* _Text block_:
Systems-Level Analysis of EGFR Inhibition-DNA Damage Combination Treatment in Breast Cancer.

摘要

Triple-negative breast cancer (TNBC) is a heterogeneous mix of cancers defined only by the absence of the three best-characterized prognostic markers: estrogen receptor (ER), progesterone receptor (PR), and the human epidermal growth factor receptor 2 (HER2). This lack of understanding underlies our inability to identify effective therapeutic options for these patients. During the previous research period for this award (year 1), we identified that a subset of TNBCs have high baseline levels of activated EGFR, and were sensitive to certain temporal combinations of EGFR inhibition and DNA damaging chemotherapy. The focus of this research period (year 2) was to determine the mechanism of this enhanced sensitivity to chemotherapy. Using an integrative analysis of multiple signaling networks, we identified that chronic exposure to EGFR inhibition in a subset of TNBCs resulted in a profound genetic rewiring, resulting in more than 2000 differentially expressed genes (DEGs). Further analyses revealed that caspase-8 played a crucial role in the combination therapy we identified, a surprising and unexpected finding, since this protein was not previously thought to contribute to DNA damage-induced cell death. Collectively, these findings identify a novel method for enhancing chemotherapeutic efficacy, through rewiring apoptotic signaling networks.

Point-per-instance localization records
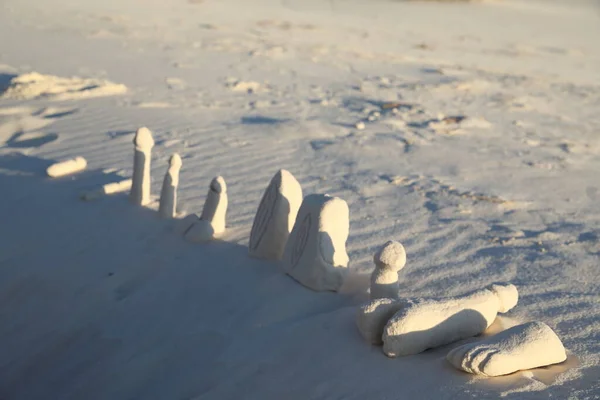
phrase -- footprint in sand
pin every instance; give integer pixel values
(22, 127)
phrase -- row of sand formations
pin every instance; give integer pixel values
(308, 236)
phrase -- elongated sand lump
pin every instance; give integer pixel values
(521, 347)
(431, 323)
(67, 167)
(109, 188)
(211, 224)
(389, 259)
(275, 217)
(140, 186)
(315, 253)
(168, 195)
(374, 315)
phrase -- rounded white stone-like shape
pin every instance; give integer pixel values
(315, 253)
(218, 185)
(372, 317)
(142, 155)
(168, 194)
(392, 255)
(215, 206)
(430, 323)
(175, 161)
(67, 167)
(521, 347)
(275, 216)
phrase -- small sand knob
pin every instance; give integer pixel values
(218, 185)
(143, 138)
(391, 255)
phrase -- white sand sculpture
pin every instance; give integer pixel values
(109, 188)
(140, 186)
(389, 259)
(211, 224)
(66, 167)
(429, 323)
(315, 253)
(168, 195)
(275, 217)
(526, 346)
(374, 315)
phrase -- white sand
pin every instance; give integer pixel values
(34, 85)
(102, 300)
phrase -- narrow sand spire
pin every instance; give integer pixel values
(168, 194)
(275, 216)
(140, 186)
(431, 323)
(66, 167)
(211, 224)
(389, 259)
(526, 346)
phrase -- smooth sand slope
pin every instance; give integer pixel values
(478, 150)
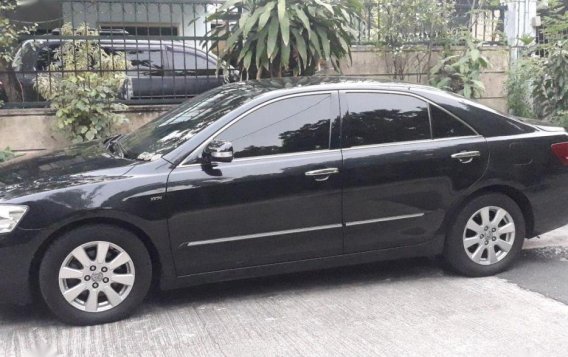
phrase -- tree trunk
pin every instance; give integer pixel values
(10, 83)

* _Exercise description_:
Please say whether each statement agrees with the breast cancer abstract above, answering yes or no and quoting the words that decide it: (a) The year 2 research sought the mechanism behind the enhanced sensitivity to chemotherapy. (b) Caspase-8 was already believed to contribute to DNA damage-induced cell death. (c) Chronic EGFR inhibition in a subset of TNBCs produced fewer than 1000 differentially expressed genes.

* _Answer box_:
(a) Yes: "The focus of this research period (year 2) was to determine the mechanism of this enhanced sensitivity to chemotherapy."
(b) No: "this protein was not previously thought to contribute to DNA damage-induced cell death."
(c) No: "resulting in more than 2000 differentially expressed genes (DEGs)."